* PAGE TEXT:
----------
Tuesday, October 9, 2001

From the Hip

Well, it did not take long for "Hanoi Jane" Fonda to run her true colors up the flagpole. The rubble was still smoldering in New York when she announced that, "It would be a mistake for America to retaliate militarily."

What is it about being an actor best known for your cleavage that makes you an expert on war, strategy, politics, or anything else for that matter, other than who has the softest casting couch?

When Fonda visited the North Vietnamese while they were killing American boys, she was a traitor. Her latest statements aren't traitorous, but they amply illustrate the liberal-feminist foolishness that permeates Hollywood and so much of our national thinking.

It is this kind of backwards thinking that has allowed terrorism to spread as a viable means of applying political pressure.


I almost fell over last week when I read an editorial in the El Paso Times advocating a return to the draft.

DeWayne Wickam, the author, covers politics and social issues for Gannett News Service.

After arguing with liberals for years that only a draft insured America of a sound military it was nice to see the same words published in a metropolitan newspaper and written by a guy that writes for one of the big boys.

Wickam made the point that the current volunteer military leaves the burden of defense on the backs of Southerners, blacks and the sons of the blue collar world in general.

True enough.

He left out the inherent danger of having a military composed of "them" rather than "us."

He left out the danger of having a country run by politicians who have never shouldered a pack and rifle.

He left out the fact that a military composed of a cross-section of America is a far better force than one made up only of patriots, career soldiers, and those who cannot find another job.


"Those who would give up essential liberty to purchase a little temporary safety deserve neither liberty nor safety."

—Benjamin Franklin, 1759

Our View

Current terrorist legislation is foolish - there is a better way

How do we fight terrorism on our own shores without gutting the very freedom we are trying to protect?
----------
* EXERCISE SET:
1. From the column, give again the passage starting at "After arguing with" and ending at "the big boys.".
2. Summarize the column in two sentences.
3. Answer these questions using the column, one answer per line:
(a) Which newspaper ran the editorial advocating a return to the draft?
(b) For which news service does DeWayne Wickam cover politics and social issues?
(c) What year appears with the Benjamin Franklin quotation?

* DATA FOR ANALYSIS:
----------
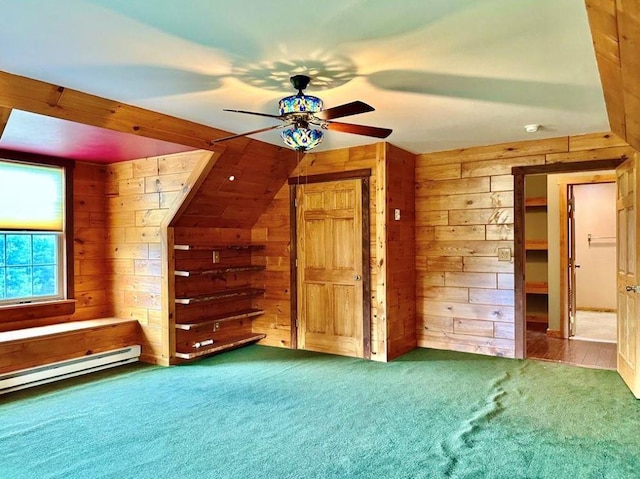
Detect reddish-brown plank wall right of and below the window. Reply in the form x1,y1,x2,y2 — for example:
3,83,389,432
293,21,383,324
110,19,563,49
0,162,113,331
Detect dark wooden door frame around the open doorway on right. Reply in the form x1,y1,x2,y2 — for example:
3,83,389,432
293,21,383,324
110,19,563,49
511,161,627,359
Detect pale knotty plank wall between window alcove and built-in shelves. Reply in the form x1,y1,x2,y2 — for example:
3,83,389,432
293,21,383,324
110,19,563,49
105,151,208,364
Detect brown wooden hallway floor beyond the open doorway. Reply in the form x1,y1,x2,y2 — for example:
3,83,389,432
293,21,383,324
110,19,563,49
527,329,616,370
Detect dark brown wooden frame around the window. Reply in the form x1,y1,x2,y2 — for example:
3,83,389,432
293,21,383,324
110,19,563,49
0,148,75,323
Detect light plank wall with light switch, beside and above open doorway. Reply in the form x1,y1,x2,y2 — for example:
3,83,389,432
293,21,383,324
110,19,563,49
416,129,634,357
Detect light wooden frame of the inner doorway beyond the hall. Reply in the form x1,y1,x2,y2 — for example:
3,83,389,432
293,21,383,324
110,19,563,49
552,174,616,338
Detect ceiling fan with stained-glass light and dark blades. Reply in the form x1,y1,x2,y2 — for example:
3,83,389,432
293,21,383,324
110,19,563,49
211,75,392,151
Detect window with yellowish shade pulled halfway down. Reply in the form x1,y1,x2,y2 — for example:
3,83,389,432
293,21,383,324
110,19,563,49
0,160,67,305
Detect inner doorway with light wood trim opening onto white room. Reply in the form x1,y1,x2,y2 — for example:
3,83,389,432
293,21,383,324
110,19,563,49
548,171,617,343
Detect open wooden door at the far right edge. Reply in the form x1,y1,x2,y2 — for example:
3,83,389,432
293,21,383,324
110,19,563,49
616,154,640,398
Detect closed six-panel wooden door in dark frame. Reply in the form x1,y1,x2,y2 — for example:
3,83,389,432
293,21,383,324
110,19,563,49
296,180,368,357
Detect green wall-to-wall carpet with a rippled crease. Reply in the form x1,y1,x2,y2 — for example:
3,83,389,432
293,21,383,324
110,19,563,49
0,346,640,479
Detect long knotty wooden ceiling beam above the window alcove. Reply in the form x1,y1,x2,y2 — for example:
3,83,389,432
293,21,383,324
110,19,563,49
0,71,240,151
----------
* SOLUTIONS:
1.
After arguing with liberals for years that only a draft insured America of a sound military it was nice to see the same words published in a metropolitan newspaper and written by a guy that writes for one of the big boys.

2. The column attacks Jane Fonda for saying it would be a mistake for America to retaliate militarily, and calls her statements an example of the liberal-feminist foolishness that has allowed terrorism to spread. It also praises DeWayne Wickam's editorial in the El Paso Times for advocating a return to the draft, and agrees that the volunteer military puts the burden of defense on Southerners, blacks and blue-collar sons, while adding dangers the editorial left out.

3.
(a) The El Paso Times
(b) Gannett News Service
(c) 1759